■ Task to carry out:
Each line of the records has to be copied exactly, though the pictures must be left out.

■ Dataset records:

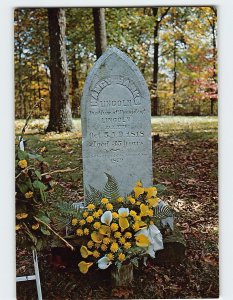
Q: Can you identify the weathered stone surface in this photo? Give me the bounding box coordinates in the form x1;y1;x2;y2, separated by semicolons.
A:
81;47;152;196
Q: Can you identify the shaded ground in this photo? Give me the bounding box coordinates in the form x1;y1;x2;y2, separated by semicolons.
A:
16;116;218;299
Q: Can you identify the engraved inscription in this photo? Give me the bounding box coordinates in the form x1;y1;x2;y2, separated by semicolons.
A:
81;47;153;196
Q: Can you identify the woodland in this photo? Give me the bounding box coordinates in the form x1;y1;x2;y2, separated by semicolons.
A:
15;7;218;299
15;7;217;125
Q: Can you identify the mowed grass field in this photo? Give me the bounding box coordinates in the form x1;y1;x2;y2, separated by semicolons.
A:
16;116;218;299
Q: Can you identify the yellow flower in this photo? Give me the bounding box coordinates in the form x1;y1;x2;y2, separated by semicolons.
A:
25;191;33;199
136;201;141;206
134;186;145;198
119;237;126;244
124;242;131;250
92;250;100;258
32;223;39;230
110;223;119;232
97;209;103;215
128;196;135;204
103;237;111;245
124;232;132;239
78;261;93;274
117;197;124;203
134;221;147;231
118;253;126;262
76;229;83;236
16;213;28;220
145;187;157;199
148;197;159;208
87;204;95;210
80;245;93;258
140;204;150;217
93;211;100;218
135;181;143;187
99;225;111;236
110;242;119;253
106;253;114;261
93;222;101;230
132;222;140;232
15;224;21;231
106;203;113;210
112;212;119;219
83;228;89;235
130;210;137;217
18;160;27;169
71;218;78;226
83;211;89;218
86;216;93;225
150;221;154;225
119;217;129;232
148;209;154;217
101;198;109;204
95;243;101;249
135;234;150;247
114;231;121;238
86;216;94;223
91;231;104;243
79;219;86;226
101;244;108;251
134;215;141;222
87;240;94;249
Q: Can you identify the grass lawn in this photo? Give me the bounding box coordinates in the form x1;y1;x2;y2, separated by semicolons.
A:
16;116;218;299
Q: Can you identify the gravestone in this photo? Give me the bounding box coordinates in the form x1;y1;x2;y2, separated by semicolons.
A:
81;47;152;196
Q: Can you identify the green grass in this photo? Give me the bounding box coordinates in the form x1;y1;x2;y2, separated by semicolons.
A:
15;116;218;136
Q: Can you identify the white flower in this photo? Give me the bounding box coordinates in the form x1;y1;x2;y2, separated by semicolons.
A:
100;211;112;225
118;207;129;217
135;225;163;258
97;256;112;269
148;224;163;252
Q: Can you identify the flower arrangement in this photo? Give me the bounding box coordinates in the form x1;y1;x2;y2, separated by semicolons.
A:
68;176;173;274
15;143;55;250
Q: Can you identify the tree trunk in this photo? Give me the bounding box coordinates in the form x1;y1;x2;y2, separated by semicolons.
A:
211;20;217;115
71;53;80;118
152;7;159;116
93;8;107;59
46;8;73;132
172;44;177;115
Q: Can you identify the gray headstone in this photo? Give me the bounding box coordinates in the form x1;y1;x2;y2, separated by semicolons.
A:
81;47;153;196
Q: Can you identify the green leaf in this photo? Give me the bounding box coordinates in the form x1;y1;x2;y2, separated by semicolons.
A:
33;180;46;191
17;182;29;194
155;184;167;194
40;227;51;235
36;213;50;225
131;257;139;268
35;239;44;251
35;170;41;180
28;153;44;162
18;150;29;160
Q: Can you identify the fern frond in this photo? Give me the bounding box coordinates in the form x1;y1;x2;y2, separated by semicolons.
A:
85;188;95;205
54;201;82;218
89;186;103;203
154;200;173;220
102;173;120;201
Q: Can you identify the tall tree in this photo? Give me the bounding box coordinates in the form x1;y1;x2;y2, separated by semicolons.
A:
152;7;170;116
46;8;73;132
93;8;107;58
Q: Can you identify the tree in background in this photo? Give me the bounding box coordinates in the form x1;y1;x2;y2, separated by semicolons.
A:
152;7;170;116
46;8;73;132
14;7;218;118
93;8;107;58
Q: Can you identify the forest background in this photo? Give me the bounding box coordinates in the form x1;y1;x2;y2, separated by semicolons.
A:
14;7;217;121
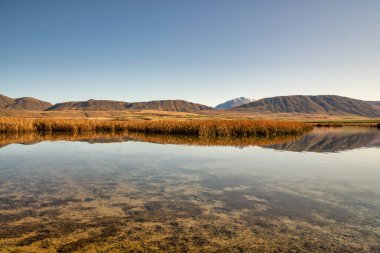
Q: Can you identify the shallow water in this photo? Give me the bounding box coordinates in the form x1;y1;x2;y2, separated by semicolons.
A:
0;127;379;252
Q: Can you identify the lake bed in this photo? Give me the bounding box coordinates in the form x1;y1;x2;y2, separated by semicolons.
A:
0;127;379;252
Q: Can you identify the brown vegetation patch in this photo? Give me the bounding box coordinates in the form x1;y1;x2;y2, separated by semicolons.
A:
0;118;311;137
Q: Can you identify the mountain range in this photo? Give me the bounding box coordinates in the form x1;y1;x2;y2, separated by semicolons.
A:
366;101;380;111
215;97;255;109
47;99;212;112
234;95;380;118
1;93;379;117
0;94;52;110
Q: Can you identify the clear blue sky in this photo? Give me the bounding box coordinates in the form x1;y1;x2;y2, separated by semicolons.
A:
1;0;379;106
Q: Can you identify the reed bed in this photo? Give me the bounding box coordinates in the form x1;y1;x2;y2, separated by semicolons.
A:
0;118;128;134
0;117;312;137
124;119;311;137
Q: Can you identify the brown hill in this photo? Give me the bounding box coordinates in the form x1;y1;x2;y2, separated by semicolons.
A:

■ Response area:
Q: Can you identify the weathered stone surface in this photo? Give me the bounding box coordinates in the form x1;y1;x2;y2, separated by semicolons.
A:
81;47;152;196
Q: Can you identify the shaded ground in this photo? Give me the bounding box coordinates in the form x1;y1;x2;y2, separated by semicolons.
A:
16;116;218;299
Q: Can you identify the engraved inscription in this photo? Give me the bounding box coordinates in the form x1;y1;x2;y2, separated by semicolons.
A:
81;47;153;196
Q: Can you identify the woodland in this photo? Give me the bounding box coordinates in the form x1;y1;x2;y2, separated by semicolons.
A:
15;7;218;299
15;7;217;125
Q: Can you identify the mowed grass field in this photo? Give me the bounding box coordinates in the form x1;y1;x2;y2, separated by semicolons.
A:
16;116;218;299
Q: Can you identify the yellow flower in this photo? Give me the bounding box coordinates in the form x1;y1;x2;y2, separated by semicolons.
A:
25;191;33;199
136;201;141;206
134;186;145;198
119;237;126;244
124;242;131;250
92;250;100;258
32;223;39;230
110;223;119;232
97;209;103;215
128;196;135;204
103;237;111;245
124;232;132;239
78;261;93;274
117;197;124;203
134;221;147;231
118;253;126;262
76;229;83;236
16;213;28;220
145;187;157;199
148;197;159;208
87;204;95;210
80;245;93;258
140;204;150;217
93;211;100;218
135;181;143;187
99;225;111;236
110;242;119;253
106;253;114;261
93;222;101;230
132;222;140;232
15;224;21;231
106;203;113;210
112;212;119;219
83;228;89;235
130;210;137;217
18;160;27;169
71;218;78;226
83;211;89;218
86;216;93;225
150;221;154;225
119;217;129;232
148;209;154;217
101;198;109;204
95;243;101;249
135;234;150;247
114;231;121;238
86;216;94;223
91;231;104;243
79;219;86;226
101;244;108;251
134;215;141;222
87;240;94;249
Q: Can you identify the grass lawn in this photo? Give me the bounding box coordinates in the form x1;y1;x2;y2, separated by semicolons.
A:
16;116;218;299
Q: Can you identify the gravestone in this photo? Give me the bounding box coordinates in the form x1;y1;x2;y2, separated by semicolons.
A:
81;47;152;196
Q: Can you identify the green grass in this photo? Give me the bounding box coordinates in the form x1;y1;x2;y2, separated by semicolons.
A:
15;116;218;136
Q: Can you identify the white flower in this photo? Give me the bounding box coordinates in the form x1;y1;x2;y2, separated by semicolons.
A:
100;211;112;225
118;207;129;217
135;225;163;258
97;256;112;269
148;224;163;252
Q: Can you identify the flower arrangement in this photo? Give me the bounding box coordinates in the form x1;y1;x2;y2, separated by semicolons.
A:
68;176;173;274
15;143;55;250
Q: Can you identify the tree trunk in this photo? Give me the bounding box coordinates in the form x1;y1;x2;y2, separated by semicolons.
A:
211;20;217;115
71;53;80;118
152;7;159;116
93;8;107;59
46;8;73;132
172;44;177;115
Q: Can you identify the gray headstone in this photo? Give me the bounding box coordinates in the form x1;y1;x2;y2, separated by semicolons.
A:
81;47;153;196
Q: Can you identify the green leaf in this photo? Give me the bounding box coordinates in the form x1;y1;x2;y2, separated by semicolons.
A:
33;180;46;191
17;182;29;194
155;184;167;194
40;227;51;235
36;213;50;225
131;257;139;268
35;239;44;251
35;170;41;180
28;153;44;162
18;150;29;160
Q: Can you identify the fern frond in this photo? Give me the bounding box coordinates in the form x1;y1;x2;y2, separated by semicolons.
A:
85;188;95;205
54;201;82;218
89;186;103;203
154;200;173;220
102;173;120;201
Q: Can you identify the tall tree in this photo? Give me the bounding box coordinates in the form x1;y1;x2;y2, separated by semicolons.
A:
152;7;170;116
46;8;73;132
93;8;107;58
Q: Can you identify the tree in background in this photo? Give me the bounding box coordinates in the form x1;y1;x2;y2, separated by semicolons.
A:
152;7;170;116
46;8;73;132
14;7;218;118
93;8;107;58
Q: Can you identify the forest background in this photo? Give me the bounding box coordinates in the form x1;y1;x2;y2, separated by semicolons.
A:
14;7;217;121
Q: Can you identify the shallow water in this photo? Give me the bounding box coordinates in the form x1;y1;x2;y2, separated by semicolons.
A:
0;127;379;252
Q: Can you identify the lake bed in this photo? Give me the bounding box coordinates in the form x1;y1;x2;y2, separated by semicolons.
A:
0;127;379;252
Q: Can you identify the brown vegetation patch in this photo? Give me the bounding box coordinates in the form x1;y1;x2;y2, separated by semicolons.
A:
0;118;311;137
Q: Can you identify the mountain range in this photo? Give me the bounding box coordinates in the form x1;y1;x2;y2, separated by semicolons.
A:
366;101;380;111
215;97;255;109
47;99;212;112
234;95;380;118
1;93;379;117
0;94;52;110
Q: Can you identify the clear blue sky in this photo? Give me the bounding box coordinates in the form x1;y1;x2;y2, separated by semicolons.
A:
1;0;379;106
Q: Can you identify the reed bed in this photo? Give me the bounding box coordinates in the form x1;y1;x2;y2, separated by semicolons.
A:
0;118;128;134
0;117;312;137
124;119;311;137
Q: Can you identify the brown hill in this photo? Give me the bounding box coordinates in the form x1;y1;x2;y2, separated by semicolons.
A:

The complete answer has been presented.